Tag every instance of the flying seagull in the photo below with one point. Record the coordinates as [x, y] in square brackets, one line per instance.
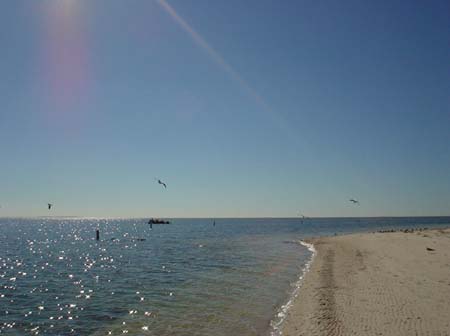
[161, 182]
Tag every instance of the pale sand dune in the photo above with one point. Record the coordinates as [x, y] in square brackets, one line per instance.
[376, 284]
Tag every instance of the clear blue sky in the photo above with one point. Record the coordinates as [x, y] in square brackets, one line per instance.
[251, 108]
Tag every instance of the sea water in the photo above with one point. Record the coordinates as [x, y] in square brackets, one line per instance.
[191, 277]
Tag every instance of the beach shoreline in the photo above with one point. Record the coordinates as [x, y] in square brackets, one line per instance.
[384, 283]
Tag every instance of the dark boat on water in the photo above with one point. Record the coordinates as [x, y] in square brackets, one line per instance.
[157, 221]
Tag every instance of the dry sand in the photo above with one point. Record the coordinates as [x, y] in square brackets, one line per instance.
[375, 284]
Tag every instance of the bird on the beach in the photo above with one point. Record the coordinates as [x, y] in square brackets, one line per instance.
[161, 182]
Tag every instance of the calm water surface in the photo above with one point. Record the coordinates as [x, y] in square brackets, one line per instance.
[187, 278]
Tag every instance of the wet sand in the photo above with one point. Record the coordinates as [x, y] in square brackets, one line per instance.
[375, 284]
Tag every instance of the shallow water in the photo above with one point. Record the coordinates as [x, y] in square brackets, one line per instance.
[186, 278]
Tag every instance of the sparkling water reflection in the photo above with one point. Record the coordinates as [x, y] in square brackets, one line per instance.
[189, 277]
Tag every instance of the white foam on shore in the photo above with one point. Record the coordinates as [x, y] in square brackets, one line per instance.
[277, 322]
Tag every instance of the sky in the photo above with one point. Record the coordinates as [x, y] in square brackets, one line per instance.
[250, 108]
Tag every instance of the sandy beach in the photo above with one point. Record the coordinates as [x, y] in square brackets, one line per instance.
[375, 284]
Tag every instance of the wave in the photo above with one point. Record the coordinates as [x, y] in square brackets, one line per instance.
[277, 322]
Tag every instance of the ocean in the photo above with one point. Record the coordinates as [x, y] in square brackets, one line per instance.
[187, 278]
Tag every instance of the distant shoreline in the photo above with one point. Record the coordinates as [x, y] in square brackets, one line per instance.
[393, 283]
[219, 218]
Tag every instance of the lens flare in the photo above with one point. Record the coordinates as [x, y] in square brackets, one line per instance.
[64, 55]
[217, 58]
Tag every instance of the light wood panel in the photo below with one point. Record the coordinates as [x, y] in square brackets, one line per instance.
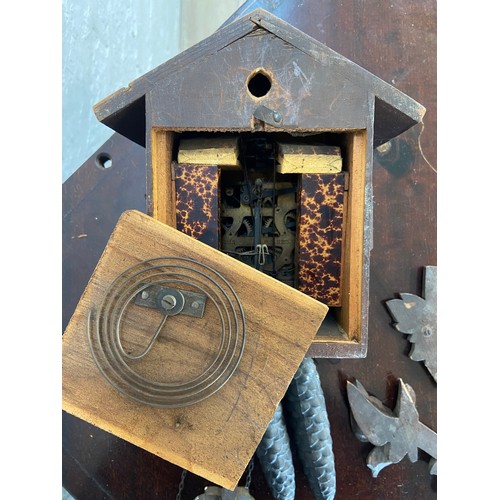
[217, 437]
[162, 178]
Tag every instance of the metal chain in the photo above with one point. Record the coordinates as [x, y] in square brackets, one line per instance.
[249, 475]
[181, 485]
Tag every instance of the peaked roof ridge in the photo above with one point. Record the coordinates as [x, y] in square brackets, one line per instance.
[212, 44]
[114, 109]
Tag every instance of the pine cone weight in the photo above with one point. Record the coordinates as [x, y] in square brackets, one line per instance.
[275, 457]
[310, 429]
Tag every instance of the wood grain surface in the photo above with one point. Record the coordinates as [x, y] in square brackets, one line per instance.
[216, 437]
[397, 42]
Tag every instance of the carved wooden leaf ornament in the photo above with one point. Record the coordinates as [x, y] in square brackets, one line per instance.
[416, 317]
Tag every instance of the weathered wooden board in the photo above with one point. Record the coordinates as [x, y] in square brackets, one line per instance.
[217, 437]
[308, 159]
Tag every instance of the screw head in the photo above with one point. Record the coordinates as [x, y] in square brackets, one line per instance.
[168, 302]
[383, 149]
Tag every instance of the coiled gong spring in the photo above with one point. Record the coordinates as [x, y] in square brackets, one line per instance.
[121, 369]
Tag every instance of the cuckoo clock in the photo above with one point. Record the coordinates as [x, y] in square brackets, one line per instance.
[259, 145]
[259, 142]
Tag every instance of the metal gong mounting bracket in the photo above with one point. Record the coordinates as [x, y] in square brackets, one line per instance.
[172, 300]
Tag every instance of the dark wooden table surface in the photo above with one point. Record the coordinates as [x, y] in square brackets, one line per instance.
[395, 40]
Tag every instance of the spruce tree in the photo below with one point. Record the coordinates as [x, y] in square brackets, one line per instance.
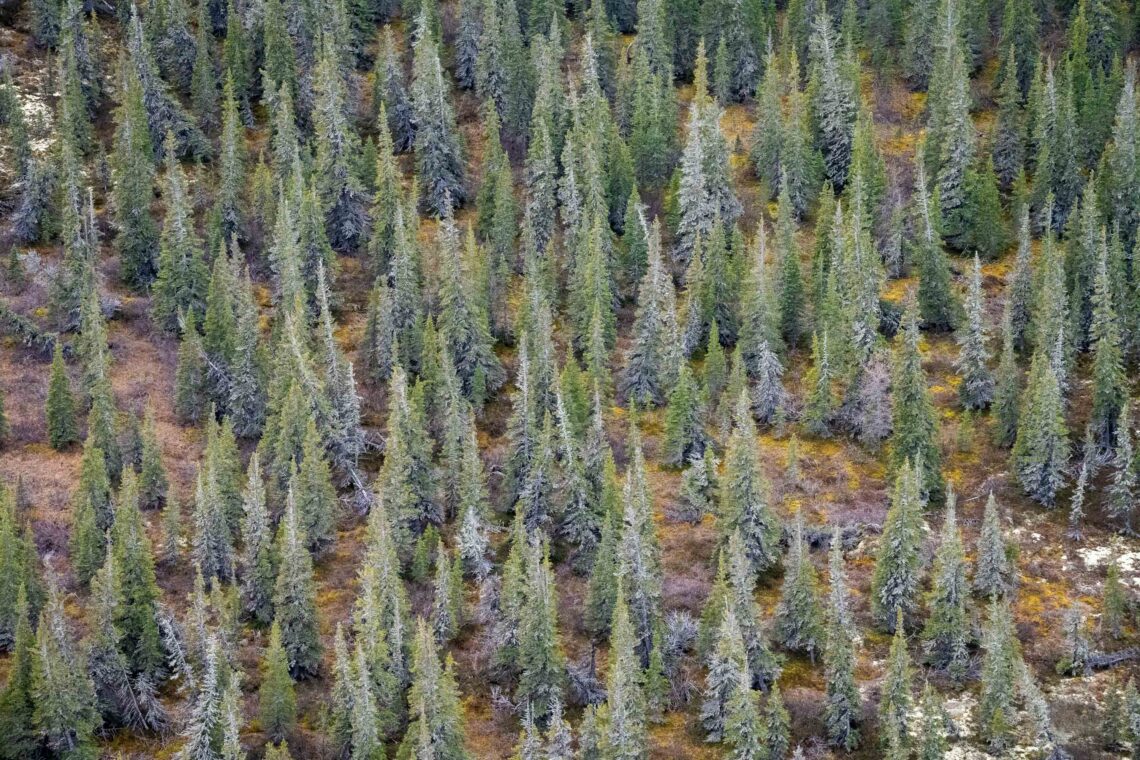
[1008, 152]
[342, 198]
[843, 707]
[257, 557]
[914, 425]
[727, 667]
[946, 630]
[92, 513]
[898, 563]
[1109, 389]
[463, 328]
[65, 713]
[294, 596]
[1001, 655]
[821, 405]
[684, 422]
[625, 722]
[17, 707]
[132, 190]
[976, 390]
[1114, 603]
[896, 700]
[436, 728]
[316, 498]
[59, 408]
[951, 131]
[182, 278]
[651, 359]
[744, 492]
[213, 545]
[937, 303]
[137, 587]
[165, 115]
[1007, 387]
[833, 101]
[776, 725]
[993, 575]
[1122, 491]
[276, 700]
[439, 152]
[1041, 450]
[798, 619]
[540, 659]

────────────────────

**REQUIRED TASK**
Starting at the line with "Tag every instance of the cuckoo", output each line through the final one of the listing above, and nothing else. Pictures are to be left out.

**ANSWER**
Tag every instance of the cuckoo clock in the photo above with one point. Record the coordinates as [x, y] in square brackets, one line per instance.
[259, 145]
[259, 142]
Tag every instance of the metal gong mounting bracket in the photo above with one point. Record the coordinates as [x, y] in square brackets, one line per instance.
[172, 300]
Tag every instance of the dark wooden table surface in the photo above with one point. Record the coordinates as [x, y] in square brackets, one line per instance.
[395, 40]
Tag every instance of the spruce tree in the photo below with one point. Record the coordinates as [x, y] in square brackets, one line per instance.
[1008, 152]
[342, 198]
[843, 707]
[257, 557]
[914, 425]
[727, 667]
[946, 630]
[92, 513]
[898, 563]
[1109, 389]
[463, 328]
[65, 713]
[294, 596]
[1001, 655]
[821, 405]
[684, 422]
[625, 722]
[17, 707]
[132, 190]
[976, 390]
[1114, 603]
[896, 700]
[436, 728]
[316, 498]
[59, 408]
[951, 131]
[182, 278]
[651, 359]
[744, 492]
[213, 545]
[937, 303]
[137, 587]
[165, 115]
[1007, 387]
[833, 101]
[776, 725]
[993, 575]
[1122, 491]
[276, 700]
[439, 152]
[1041, 450]
[798, 619]
[540, 659]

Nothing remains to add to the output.